*Problem requirements*: Please pull out every line in the records below that contains the word "grass", and copy each one unchanged.
## BEGIN
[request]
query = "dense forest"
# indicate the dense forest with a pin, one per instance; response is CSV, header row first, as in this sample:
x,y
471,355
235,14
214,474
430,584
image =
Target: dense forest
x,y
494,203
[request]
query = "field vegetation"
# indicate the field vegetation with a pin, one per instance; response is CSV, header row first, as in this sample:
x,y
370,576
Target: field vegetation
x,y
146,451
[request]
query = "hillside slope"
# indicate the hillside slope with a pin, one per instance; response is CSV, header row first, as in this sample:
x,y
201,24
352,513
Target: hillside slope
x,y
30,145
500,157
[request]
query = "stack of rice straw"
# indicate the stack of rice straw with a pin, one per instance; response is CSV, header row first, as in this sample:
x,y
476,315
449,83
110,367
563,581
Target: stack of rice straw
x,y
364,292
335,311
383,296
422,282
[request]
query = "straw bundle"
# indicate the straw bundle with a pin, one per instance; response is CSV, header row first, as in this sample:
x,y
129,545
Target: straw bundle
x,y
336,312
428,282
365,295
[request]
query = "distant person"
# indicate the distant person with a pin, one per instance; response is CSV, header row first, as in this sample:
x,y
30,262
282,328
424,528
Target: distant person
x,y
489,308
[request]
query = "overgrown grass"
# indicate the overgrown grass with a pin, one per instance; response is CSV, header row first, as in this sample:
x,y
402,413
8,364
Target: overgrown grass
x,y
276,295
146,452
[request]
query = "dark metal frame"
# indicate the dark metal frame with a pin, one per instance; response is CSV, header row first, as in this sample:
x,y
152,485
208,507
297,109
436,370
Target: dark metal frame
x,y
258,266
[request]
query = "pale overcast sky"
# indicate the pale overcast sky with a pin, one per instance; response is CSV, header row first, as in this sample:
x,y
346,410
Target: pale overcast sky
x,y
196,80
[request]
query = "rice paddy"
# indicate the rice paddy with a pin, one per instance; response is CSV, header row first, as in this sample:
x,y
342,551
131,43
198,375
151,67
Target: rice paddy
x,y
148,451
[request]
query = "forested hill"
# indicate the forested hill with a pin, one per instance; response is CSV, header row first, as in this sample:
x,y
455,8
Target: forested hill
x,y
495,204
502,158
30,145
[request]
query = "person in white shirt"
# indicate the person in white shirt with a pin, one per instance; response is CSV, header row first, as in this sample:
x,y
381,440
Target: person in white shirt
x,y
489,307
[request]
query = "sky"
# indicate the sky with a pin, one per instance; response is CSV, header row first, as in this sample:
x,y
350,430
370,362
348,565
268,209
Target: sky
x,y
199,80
## END
*Solved problem*:
query = "overgrown grass"
# indicate the overgrown grass with a pin, one per instance; response is CSV, header row first, as in this sample:
Target: overgrown grass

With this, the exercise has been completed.